ZESTAW ZADAŃ >>
**a.** Według fragmentu dokumentu, ile razy projekt ustawy o komisji ds. badania wpływów rosyjskich łamie konstytucję w ocenie Szymona Hołowni?
**b.** Przepisz z fragmentu dokumentu tekst zawarty między słowami „We wtorek Sejm” a słowami „wewnętrznych i administracji.”, łącznie z nimi.

FRAGMENT DOKUMENTU >>
● ● ● ● ●

Hołownia buńczucznie o komisji ds. rosyjskich wpływów. „Nie skierujemy przedstawiciela do cyrku”

– Projekt ustawy o komisji ds. badania wpływów rosyjskich 8 razy łamie konstytucję, to najgłupsza ustawa w historii tego Sejmu – powiedział lider Polski 2050 Szymon Hołownia. Zapowiedział, że Polska 2050 nie będzie brać udziału w „cyrku politycznym” i nie skieruje do komisji swojego przedstawiciela.
Szymon Hołownia Hołownia buńczucznie o komisji ds. rosyjskich wpływów. „Nie skierujemy przedstawiciela do cyrku”
Szymon Hołownia / PAP/Tomasz Gzell

We wtorek Sejm nie zgodził się na odrzucenie w pierwszym czytaniu projektu ustawy o państwowej komisji ds. badania wpływów rosyjskich, o co wnioskowały kluby KO i Lewicy oraz koła Polski 2050 i PPS. Projekt został skierowany do prac w komisji spraw wewnętrznych i administracji.

● ● ● ● ●

WYKAZ MATERIAŁU >>

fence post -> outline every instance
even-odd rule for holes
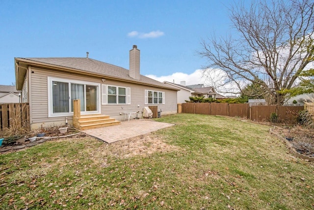
[[[228,105],[227,106],[227,116],[228,117],[229,116],[229,103],[228,103]]]
[[[249,113],[250,116],[249,116],[249,118],[250,119],[250,120],[252,120],[252,107],[250,107],[250,113]]]

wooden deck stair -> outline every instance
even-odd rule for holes
[[[110,118],[107,115],[82,115],[79,118],[73,117],[73,125],[79,130],[88,130],[120,124],[120,121]]]
[[[79,130],[88,130],[112,125],[119,125],[121,122],[107,115],[80,115],[79,100],[73,100],[73,126]]]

● ● ● ● ●

ZESTAW ROZWIĄZAŃ >>
**a.** Osiem razy.

**b.**
We wtorek Sejm nie zgodził się na odrzucenie w pierwszym czytaniu projektu ustawy o państwowej komisji ds. badania wpływów rosyjskich, o co wnioskowały kluby KO i Lewicy oraz koła Polski 2050 i PPS. Projekt został skierowany do prac w komisji spraw wewnętrznych i administracji.